* SUPPLIED ENTRIES *
· · · · · · ·

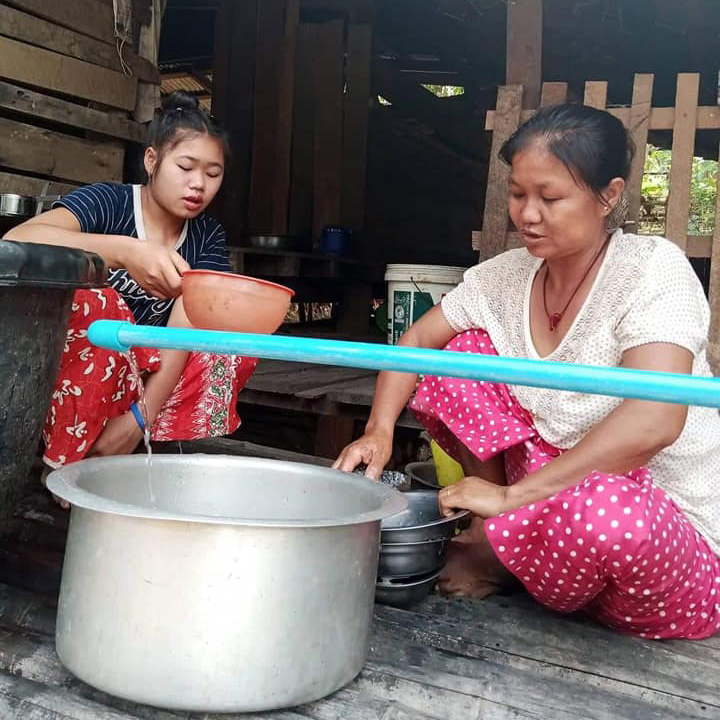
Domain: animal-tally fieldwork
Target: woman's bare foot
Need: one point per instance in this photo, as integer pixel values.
(64, 504)
(472, 569)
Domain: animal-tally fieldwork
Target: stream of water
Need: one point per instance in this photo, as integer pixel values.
(143, 411)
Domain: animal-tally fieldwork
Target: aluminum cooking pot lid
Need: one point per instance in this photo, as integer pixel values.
(34, 265)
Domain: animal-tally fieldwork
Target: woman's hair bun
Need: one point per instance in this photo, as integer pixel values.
(179, 100)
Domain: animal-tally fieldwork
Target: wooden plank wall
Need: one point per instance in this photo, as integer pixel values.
(65, 101)
(683, 120)
(306, 134)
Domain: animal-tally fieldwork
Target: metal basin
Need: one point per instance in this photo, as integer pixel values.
(420, 521)
(403, 560)
(231, 584)
(404, 593)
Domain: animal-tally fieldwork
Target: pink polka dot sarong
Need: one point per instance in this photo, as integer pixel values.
(614, 546)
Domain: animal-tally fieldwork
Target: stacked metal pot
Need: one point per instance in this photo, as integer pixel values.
(413, 549)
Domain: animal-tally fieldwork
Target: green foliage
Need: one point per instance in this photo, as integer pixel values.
(445, 90)
(655, 189)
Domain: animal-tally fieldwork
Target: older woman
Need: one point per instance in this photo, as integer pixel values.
(595, 503)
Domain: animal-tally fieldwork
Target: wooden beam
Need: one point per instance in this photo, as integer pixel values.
(90, 17)
(52, 71)
(706, 117)
(524, 48)
(355, 124)
(31, 149)
(683, 149)
(33, 104)
(18, 25)
(327, 153)
(24, 185)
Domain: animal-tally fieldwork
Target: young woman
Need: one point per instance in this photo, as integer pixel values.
(595, 503)
(148, 235)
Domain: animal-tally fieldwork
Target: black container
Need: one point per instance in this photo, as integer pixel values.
(37, 283)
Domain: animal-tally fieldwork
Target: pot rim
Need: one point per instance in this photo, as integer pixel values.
(63, 482)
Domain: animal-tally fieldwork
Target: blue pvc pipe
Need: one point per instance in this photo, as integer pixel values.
(618, 382)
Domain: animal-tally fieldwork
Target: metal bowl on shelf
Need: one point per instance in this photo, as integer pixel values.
(273, 242)
(17, 206)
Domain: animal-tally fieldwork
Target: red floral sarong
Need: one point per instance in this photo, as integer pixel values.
(95, 385)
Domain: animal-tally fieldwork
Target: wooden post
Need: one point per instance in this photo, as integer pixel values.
(327, 144)
(272, 123)
(714, 334)
(638, 126)
(683, 149)
(495, 217)
(232, 104)
(355, 124)
(553, 94)
(524, 48)
(301, 179)
(596, 94)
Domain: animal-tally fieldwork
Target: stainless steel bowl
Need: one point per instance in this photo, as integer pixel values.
(404, 560)
(217, 583)
(19, 206)
(404, 593)
(424, 473)
(273, 242)
(420, 521)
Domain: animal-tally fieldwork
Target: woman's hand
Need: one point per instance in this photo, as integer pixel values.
(480, 497)
(373, 449)
(157, 269)
(121, 436)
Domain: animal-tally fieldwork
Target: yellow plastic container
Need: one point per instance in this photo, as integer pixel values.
(448, 470)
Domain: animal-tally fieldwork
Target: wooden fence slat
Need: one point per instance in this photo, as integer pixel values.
(596, 94)
(524, 47)
(90, 17)
(495, 219)
(708, 117)
(31, 149)
(683, 148)
(18, 25)
(638, 124)
(34, 104)
(52, 71)
(327, 143)
(714, 334)
(553, 94)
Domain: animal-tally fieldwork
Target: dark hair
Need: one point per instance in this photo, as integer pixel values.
(179, 116)
(592, 144)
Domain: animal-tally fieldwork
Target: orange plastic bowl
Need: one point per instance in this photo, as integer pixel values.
(225, 301)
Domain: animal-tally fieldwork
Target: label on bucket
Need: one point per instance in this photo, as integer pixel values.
(401, 314)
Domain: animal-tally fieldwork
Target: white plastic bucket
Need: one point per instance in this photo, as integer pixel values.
(408, 288)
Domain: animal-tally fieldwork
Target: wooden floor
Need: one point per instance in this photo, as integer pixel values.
(448, 659)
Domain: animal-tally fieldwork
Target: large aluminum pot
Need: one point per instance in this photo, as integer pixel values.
(227, 584)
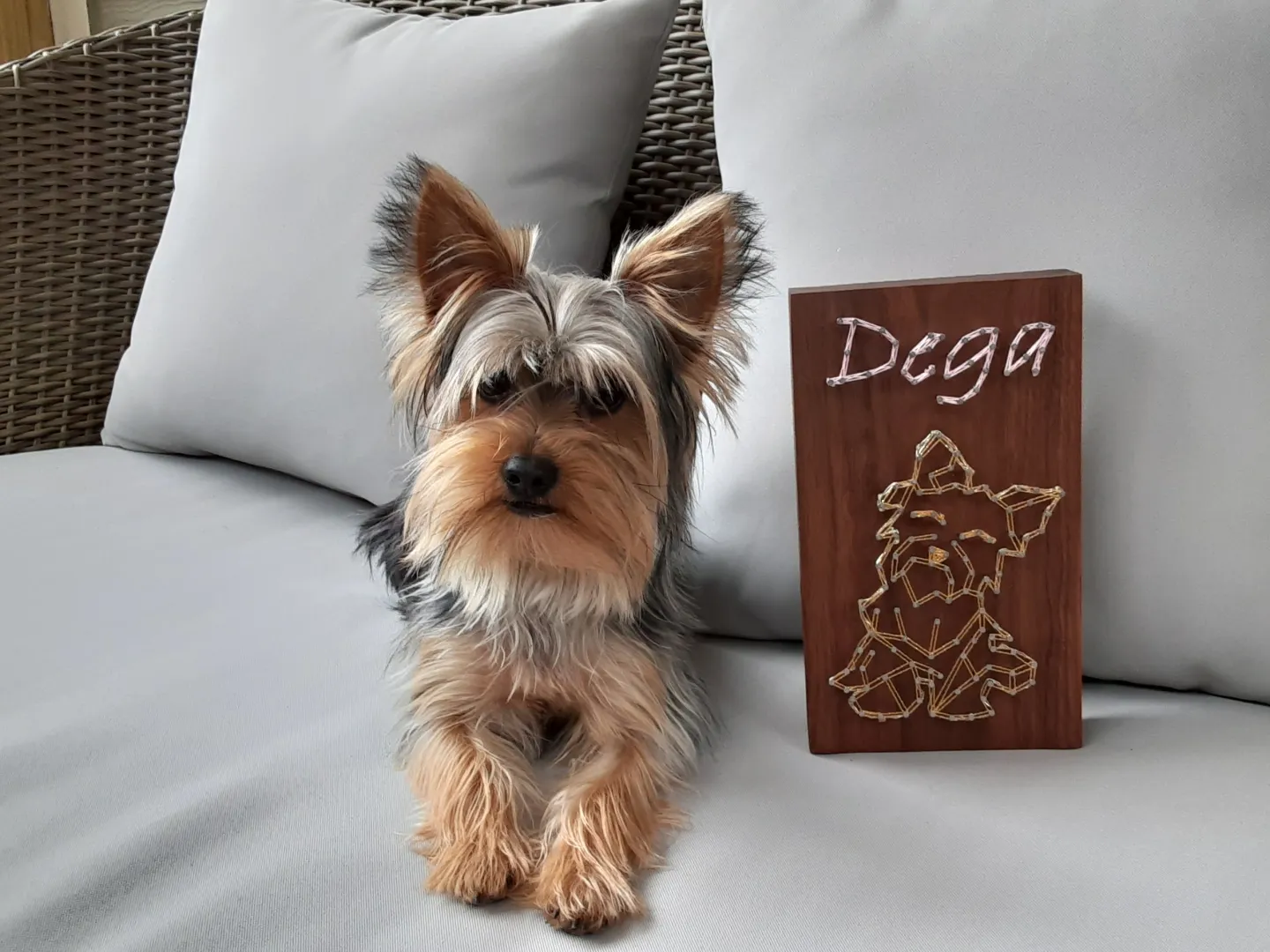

· · · · · · ·

* PROBLEM STATEMENT *
Report how many lines in the records contain the string "plastic". Give only the number.

* FINISHED EXERCISE *
3